_TASK DETAILS_.
Exclude the pictures, then restate every entry below exactly.
>>>>>
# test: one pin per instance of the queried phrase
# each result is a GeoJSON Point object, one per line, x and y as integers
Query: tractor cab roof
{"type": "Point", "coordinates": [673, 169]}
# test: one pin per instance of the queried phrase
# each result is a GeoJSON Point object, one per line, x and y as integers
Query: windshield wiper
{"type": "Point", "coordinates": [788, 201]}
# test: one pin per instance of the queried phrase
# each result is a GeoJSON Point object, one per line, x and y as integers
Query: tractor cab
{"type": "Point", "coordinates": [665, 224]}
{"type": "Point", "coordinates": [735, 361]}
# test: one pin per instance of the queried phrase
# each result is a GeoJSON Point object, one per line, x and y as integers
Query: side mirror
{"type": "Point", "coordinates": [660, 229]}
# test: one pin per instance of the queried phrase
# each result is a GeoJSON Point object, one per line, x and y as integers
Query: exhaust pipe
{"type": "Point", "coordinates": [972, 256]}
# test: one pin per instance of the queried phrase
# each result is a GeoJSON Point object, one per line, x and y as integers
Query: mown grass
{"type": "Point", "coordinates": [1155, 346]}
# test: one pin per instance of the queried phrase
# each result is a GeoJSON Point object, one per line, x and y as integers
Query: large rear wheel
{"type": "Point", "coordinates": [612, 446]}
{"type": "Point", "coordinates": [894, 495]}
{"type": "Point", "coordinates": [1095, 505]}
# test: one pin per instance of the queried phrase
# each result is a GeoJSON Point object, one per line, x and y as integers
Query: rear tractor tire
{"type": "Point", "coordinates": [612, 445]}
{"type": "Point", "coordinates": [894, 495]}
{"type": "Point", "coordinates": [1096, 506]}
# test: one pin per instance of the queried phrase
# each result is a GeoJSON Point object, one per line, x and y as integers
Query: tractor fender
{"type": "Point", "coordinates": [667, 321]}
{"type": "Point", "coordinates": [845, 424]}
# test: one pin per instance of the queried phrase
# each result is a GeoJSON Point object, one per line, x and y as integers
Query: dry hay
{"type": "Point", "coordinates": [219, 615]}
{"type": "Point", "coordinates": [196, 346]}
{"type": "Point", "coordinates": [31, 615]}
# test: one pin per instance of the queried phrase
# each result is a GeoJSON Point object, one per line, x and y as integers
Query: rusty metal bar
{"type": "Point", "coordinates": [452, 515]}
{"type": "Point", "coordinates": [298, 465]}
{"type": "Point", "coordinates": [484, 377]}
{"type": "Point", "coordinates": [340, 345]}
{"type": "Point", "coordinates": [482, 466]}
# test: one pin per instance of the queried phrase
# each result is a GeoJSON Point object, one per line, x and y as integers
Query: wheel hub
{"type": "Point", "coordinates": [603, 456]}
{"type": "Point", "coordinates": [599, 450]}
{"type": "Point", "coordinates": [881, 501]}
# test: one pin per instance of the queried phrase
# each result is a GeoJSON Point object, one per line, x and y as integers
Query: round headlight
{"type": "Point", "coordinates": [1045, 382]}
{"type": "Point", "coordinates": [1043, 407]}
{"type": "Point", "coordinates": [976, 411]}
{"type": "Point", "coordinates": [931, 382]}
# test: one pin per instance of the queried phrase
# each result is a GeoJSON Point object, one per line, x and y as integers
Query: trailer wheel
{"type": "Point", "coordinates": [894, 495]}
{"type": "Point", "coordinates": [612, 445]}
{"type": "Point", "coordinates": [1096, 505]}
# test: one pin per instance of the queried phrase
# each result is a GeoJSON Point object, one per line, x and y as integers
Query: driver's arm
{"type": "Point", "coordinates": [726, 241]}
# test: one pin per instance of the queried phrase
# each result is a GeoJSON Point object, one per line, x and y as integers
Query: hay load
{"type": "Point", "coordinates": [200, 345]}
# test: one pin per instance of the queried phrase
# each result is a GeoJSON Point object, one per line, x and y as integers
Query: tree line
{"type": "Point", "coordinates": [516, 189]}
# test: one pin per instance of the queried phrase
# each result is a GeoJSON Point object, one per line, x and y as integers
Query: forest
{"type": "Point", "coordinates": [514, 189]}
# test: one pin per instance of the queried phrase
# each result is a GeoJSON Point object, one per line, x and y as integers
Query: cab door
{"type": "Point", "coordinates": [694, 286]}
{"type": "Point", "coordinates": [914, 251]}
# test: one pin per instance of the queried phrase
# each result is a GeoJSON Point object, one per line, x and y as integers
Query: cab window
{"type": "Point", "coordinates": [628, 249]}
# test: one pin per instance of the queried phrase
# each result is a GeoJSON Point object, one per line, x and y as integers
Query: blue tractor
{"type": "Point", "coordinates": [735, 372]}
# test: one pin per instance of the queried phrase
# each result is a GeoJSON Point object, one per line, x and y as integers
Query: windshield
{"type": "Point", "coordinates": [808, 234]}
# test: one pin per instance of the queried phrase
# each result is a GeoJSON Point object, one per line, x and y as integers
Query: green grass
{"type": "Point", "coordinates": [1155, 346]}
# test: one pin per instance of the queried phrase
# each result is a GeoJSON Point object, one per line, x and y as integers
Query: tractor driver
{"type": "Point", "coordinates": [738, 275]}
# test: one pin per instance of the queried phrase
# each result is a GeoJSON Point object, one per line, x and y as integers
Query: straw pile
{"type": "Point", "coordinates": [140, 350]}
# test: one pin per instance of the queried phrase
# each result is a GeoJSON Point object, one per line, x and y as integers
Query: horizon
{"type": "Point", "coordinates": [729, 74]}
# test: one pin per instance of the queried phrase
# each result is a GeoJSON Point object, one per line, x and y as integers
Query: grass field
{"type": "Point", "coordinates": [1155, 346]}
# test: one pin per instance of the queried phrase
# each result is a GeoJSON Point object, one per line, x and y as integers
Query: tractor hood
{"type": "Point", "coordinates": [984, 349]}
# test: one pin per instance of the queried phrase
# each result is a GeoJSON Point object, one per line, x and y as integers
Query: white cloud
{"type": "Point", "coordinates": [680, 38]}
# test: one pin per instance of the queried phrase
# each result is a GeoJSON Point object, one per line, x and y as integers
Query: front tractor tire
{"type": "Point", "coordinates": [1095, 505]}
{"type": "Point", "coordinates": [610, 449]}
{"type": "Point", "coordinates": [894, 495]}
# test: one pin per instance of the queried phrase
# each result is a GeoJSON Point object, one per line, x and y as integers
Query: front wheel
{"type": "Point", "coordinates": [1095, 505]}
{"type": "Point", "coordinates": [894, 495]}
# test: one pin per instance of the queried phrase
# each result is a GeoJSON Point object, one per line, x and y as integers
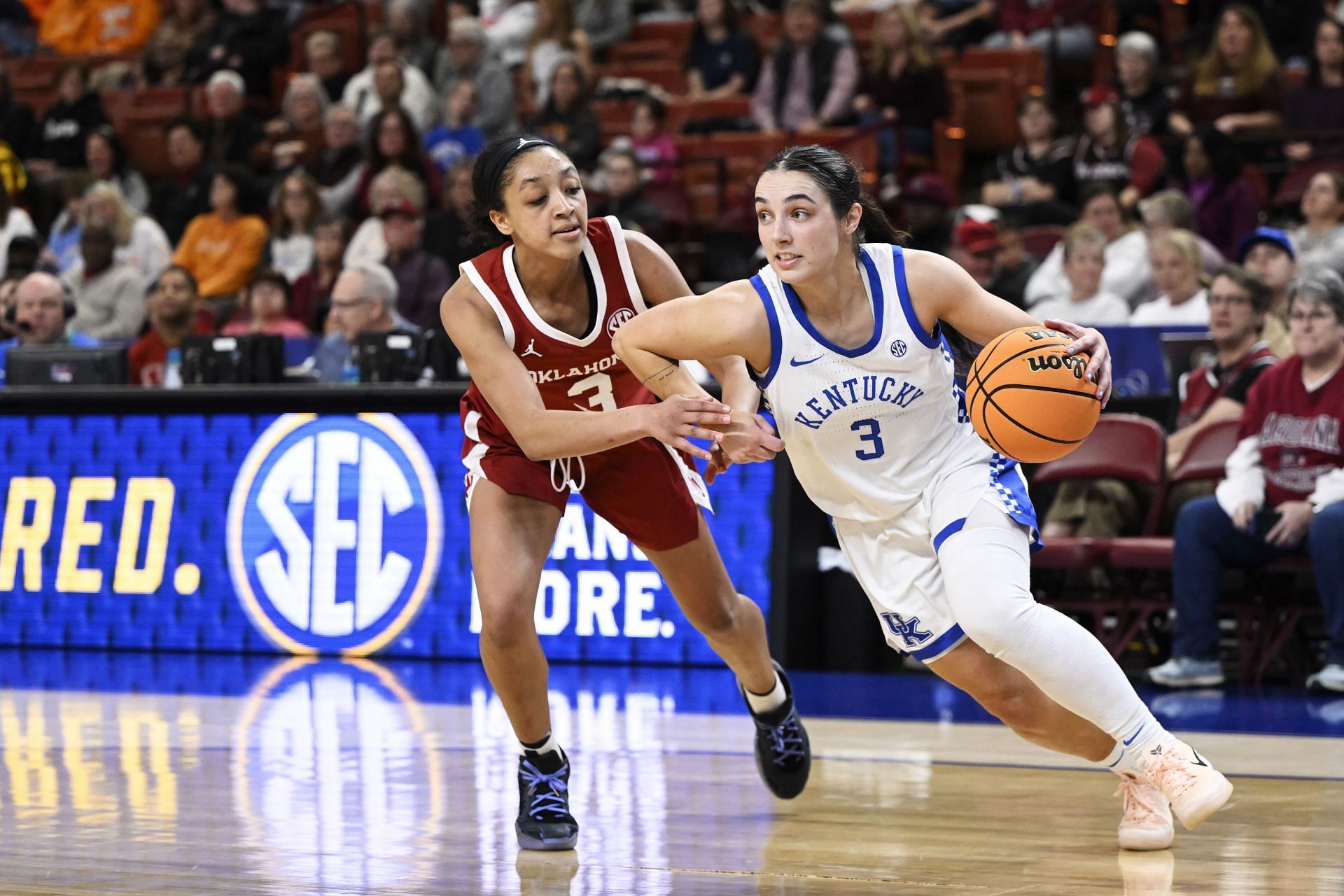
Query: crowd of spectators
{"type": "Point", "coordinates": [309, 198]}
<<<<<
_SOLUTION FOR THIS EXERCISE_.
# test: one pin per instance of the queried phrase
# each result is a GeoJSON Point object, one per line, x and y as integers
Query: tractor cab roof
{"type": "Point", "coordinates": [673, 169]}
# test: one pin per instance of the queried phrase
# each result is a GeoJSON Point object, one per line, x and y as integers
Query: windshield wiper
{"type": "Point", "coordinates": [788, 201]}
# test: one pin per instance of the queried phrase
# each result is a GeoJSON Point object, one per line, x and y as integers
Query: tractor cab
{"type": "Point", "coordinates": [665, 224]}
{"type": "Point", "coordinates": [735, 361]}
# test: one pin per instance of the queried phrase
# each result is a GeoJSON Point object, one per line, x and y as integers
Query: side mirror
{"type": "Point", "coordinates": [660, 229]}
# test: one pin per instance of the queried phrase
# each result is a GeoJSON Point object, one per line, x and y as integers
Query: exhaust pipe
{"type": "Point", "coordinates": [972, 256]}
# test: one pin per instance of the queried phrase
# each result is a GeoJSON Point object, one per line, x and y as integers
Query: mown grass
{"type": "Point", "coordinates": [1155, 346]}
# test: one pin per instance of the queried phrase
# each result is a GeoJSON Point object, one per line, x and y as integers
Query: large rear wheel
{"type": "Point", "coordinates": [612, 446]}
{"type": "Point", "coordinates": [894, 495]}
{"type": "Point", "coordinates": [1095, 505]}
# test: one pin per instance of the queried phrase
# each result is a GeoJSON Point object, one per line, x and y as integers
Query: rear tractor tire
{"type": "Point", "coordinates": [612, 445]}
{"type": "Point", "coordinates": [894, 495]}
{"type": "Point", "coordinates": [1096, 506]}
# test: one pin per instance of the queried phrase
# each result is a GeoJSON Point object, one per line, x and y as integers
Query: tractor fender
{"type": "Point", "coordinates": [667, 321]}
{"type": "Point", "coordinates": [845, 424]}
# test: one pin per instance of the queried phrase
# each result is a GeoJSON Point object, one per line, x and y as integers
Query: dry hay
{"type": "Point", "coordinates": [219, 615]}
{"type": "Point", "coordinates": [196, 346]}
{"type": "Point", "coordinates": [31, 615]}
# test: one pin per instance of the queried phrase
# each result is a GeoJSON Point object, one per line, x and y as integers
Query: rusty metal bar
{"type": "Point", "coordinates": [452, 515]}
{"type": "Point", "coordinates": [298, 465]}
{"type": "Point", "coordinates": [484, 377]}
{"type": "Point", "coordinates": [340, 345]}
{"type": "Point", "coordinates": [482, 466]}
# test: one pin per instance of the queried phrase
# each result is a GeoJSON Point object, one per line, x and y as integers
Query: wheel hub
{"type": "Point", "coordinates": [603, 456]}
{"type": "Point", "coordinates": [599, 450]}
{"type": "Point", "coordinates": [881, 501]}
# test: one pin per instance of the queried phrase
# each result is a GeoJSON Point object, one per line, x and y as integers
Query: round headlight
{"type": "Point", "coordinates": [1045, 382]}
{"type": "Point", "coordinates": [1043, 407]}
{"type": "Point", "coordinates": [976, 411]}
{"type": "Point", "coordinates": [931, 382]}
# test: one pin per instance of the queried phrase
# each result is a GeoJSON Point object, one per line, x and y as integers
Query: trailer wheel
{"type": "Point", "coordinates": [894, 495]}
{"type": "Point", "coordinates": [612, 445]}
{"type": "Point", "coordinates": [1096, 505]}
# test: one pin per instance of the queried phrase
# each result is a GeoJSON Point object, one per line, x and y as integers
Query: driver's arm
{"type": "Point", "coordinates": [726, 241]}
# test: one pin per instance of the queried phrase
# each result is a GeoJSON Point object, one per line, x and y as integers
Query: hay load
{"type": "Point", "coordinates": [200, 345]}
# test: one pin per instance of the queried phrase
# each result is a GeoJSON Point object, one per line, x and y as integers
Query: tree line
{"type": "Point", "coordinates": [516, 189]}
# test: one pin per instance of the queried phrase
# each result is a GeoJSON Point object, one per line, x and y as integers
Query: forest
{"type": "Point", "coordinates": [514, 189]}
# test: one pin per instance of the queried phrase
# each result is a GeoJSON Point object, one per line, x and y as integers
Query: cab door
{"type": "Point", "coordinates": [694, 286]}
{"type": "Point", "coordinates": [914, 251]}
# test: one pin per instance of the queried phrase
# each result is a GeoJSON Point object, one per line, x and y as integers
Query: cab window
{"type": "Point", "coordinates": [628, 249]}
# test: one pin per instance of the queried phrase
# each result is a GeoJSON Point object, one per line, x and y as integers
Query: blue tractor
{"type": "Point", "coordinates": [735, 372]}
# test: one pin per instance of the queried phrase
# each result is a GeoJSON Point object, one per line, x and y as integers
Query: windshield
{"type": "Point", "coordinates": [808, 234]}
# test: one pin per instance of the queried phrase
# each result is a GeoJSON Point object, one per line, x and y as integers
Query: green grass
{"type": "Point", "coordinates": [1155, 346]}
# test: one pin per instance of the queried phrase
# each result is a GeoJSON Point object, one per line, x and y as integers
Query: tractor driver
{"type": "Point", "coordinates": [738, 275]}
# test: one pin per instance of the queried phrase
# each result is a GeoJSON Point object, one per line, x and y as integers
Query: straw pile
{"type": "Point", "coordinates": [140, 350]}
# test: one pin per instance of the queried phrase
# each result is a GeoJSON Point object, one per line, x and y as integers
Query: horizon
{"type": "Point", "coordinates": [729, 74]}
# test: one pin per instance of the queried phrase
# each result is a GeoJSON Point object, one per line, x and y as integers
Query: grass field
{"type": "Point", "coordinates": [1155, 346]}
# test: one pin per instance of the queried phrase
# each result is a GeoJSON Point object, one per line, x and y as integers
Query: tractor hood
{"type": "Point", "coordinates": [984, 349]}
# test: one pin per instance of the queried phrase
# each result is a GeoJSON Point object, one per line, x and y as integers
Query: white cloud
{"type": "Point", "coordinates": [680, 38]}
# test: one pin per instance of the queried phrase
# each result is a GeoJSON Point object, one per line, x and y as integers
Query: front tractor tire
{"type": "Point", "coordinates": [1095, 505]}
{"type": "Point", "coordinates": [610, 449]}
{"type": "Point", "coordinates": [894, 495]}
# test: one pin per instance of the queried phrase
# each result is a GeoJSON Point object, one per line, x and y as integers
Query: front wheel
{"type": "Point", "coordinates": [1095, 505]}
{"type": "Point", "coordinates": [894, 495]}
# test: one pin per instance of the queried phrase
# each result is a GeoJSON Point object, one per line, x and y as integers
Query: crowd of spectators
{"type": "Point", "coordinates": [309, 198]}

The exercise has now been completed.